**Assigned task A:** According to Colin Meloy's note, how many doctors did the writer see during the last two weeks?
**Assigned task B:** Sum up Colin Meloy's note in two sentences.
**Assigned task C:** Write out part of Colin Meloy's note word for word, beginning at the words "I love singing." and stopping after "a Decemberists show.".

A Note from Colin Meloy:
I have a heavy, heavy heart writing this. Because of my voice loss, we’ve been forced to cancel or reschedule the next five shows of this tour. I’m so, so sorry to those of you who were attending concerts we were unable to reschedule. I know how much it sucks to have a show cancel on you. I don’t know what to say other than: we’ll return to your area in the future, and we’ll put on a great show.
What’s been happening over the last nearly two weeks is the stuff of a singer’s nightmare. I don’t know what started it or what particular events conspired to create this perfect storm of voice strain — at the beginning of this tour leg I was feeling healthy and excited about the upcoming shows. Allergies? Altitude? Midwestern dryness? Whatever it was, it created a situation in my larynx that could not withstand the rigors of our particular tour schedule. My voice started leaving me in Toronto and I just never got enough rest on the days off to bounce back; it would get a little better after a few days rest, only to buckle again after a couple shows.
During these last two weeks, I’ve seen five doctors in three states. Three ENTs, a speech pathologist and a laryngologist. I desperately wanted to get well. I desperately wanted to do these shows.
I love singing. As a shy kid, discovering my singing voice was like breaking free of a clay that surrounded me. I cannot describe to you the sort of despondency I feel when I lose it. Not only is it robbed from me, but it’s robbed from this band. It makes everything jutter to a stop. I tried to just put my head down and do the shows, but I was beginning to feel more and more that we were shortchanging you, the fans, the audience. We were doing shorter sets, we were dropping songs that had me singing at too high of a range for too long. Then when my voice started failing, we just kept going. But we were doing everyone who came to shows a disservice. We were not meeting the standards of what I like to think is a pretty high bar for a Decemberists show.

**Records shown:**

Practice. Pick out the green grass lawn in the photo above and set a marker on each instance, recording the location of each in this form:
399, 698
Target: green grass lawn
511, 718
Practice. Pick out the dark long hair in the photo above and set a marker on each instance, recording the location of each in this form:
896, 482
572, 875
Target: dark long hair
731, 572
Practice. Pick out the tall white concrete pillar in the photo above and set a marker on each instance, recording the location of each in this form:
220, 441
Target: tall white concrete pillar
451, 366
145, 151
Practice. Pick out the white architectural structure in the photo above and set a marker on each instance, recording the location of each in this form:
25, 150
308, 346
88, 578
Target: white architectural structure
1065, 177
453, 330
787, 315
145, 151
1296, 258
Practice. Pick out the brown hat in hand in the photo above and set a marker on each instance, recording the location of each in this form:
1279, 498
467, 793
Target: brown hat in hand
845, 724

**Task result A:** Five doctors in three states.

**Task result B:** Because of voice loss, the band has canceled or rescheduled the next five shows of the tour, and the writer apologizes and promises to return and put on a great show. The voice started failing in Toronto and never fully recovered between shows, and despite seeing five doctors, the writer felt the shorter sets and dropped songs were a disservice to fans.

**Task result C:**
I love singing. As a shy kid, discovering my singing voice was like breaking free of a clay that surrounded me. I cannot describe to you the sort of despondency I feel when I lose it. Not only is it robbed from me, but it’s robbed from this band. It makes everything jutter to a stop. I tried to just put my head down and do the shows, but I was beginning to feel more and more that we were shortchanging you, the fans, the audience. We were doing shorter sets, we were dropping songs that had me singing at too high of a range for too long. Then when my voice started failing, we just kept going. But we were doing everyone who came to shows a disservice. We were not meeting the standards of what I like to think is a pretty high bar for a Decemberists show.